==== Data provided ====
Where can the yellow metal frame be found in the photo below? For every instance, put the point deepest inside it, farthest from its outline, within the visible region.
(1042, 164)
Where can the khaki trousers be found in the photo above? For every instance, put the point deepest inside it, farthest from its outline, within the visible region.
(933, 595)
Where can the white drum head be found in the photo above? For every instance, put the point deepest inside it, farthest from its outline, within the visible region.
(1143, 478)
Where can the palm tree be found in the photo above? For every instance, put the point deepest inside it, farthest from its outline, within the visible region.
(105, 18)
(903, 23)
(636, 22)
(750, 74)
====
- Activity -
The response should contain only a verbatim copy of the lines from the line with "Where can the palm" to the final line of the records.

- Answer to this task -
Where can the palm tree be found in the photo above? For every instance, put the point deepest inside it, farthest from its outline, within the visible region.
(105, 18)
(903, 23)
(636, 22)
(750, 74)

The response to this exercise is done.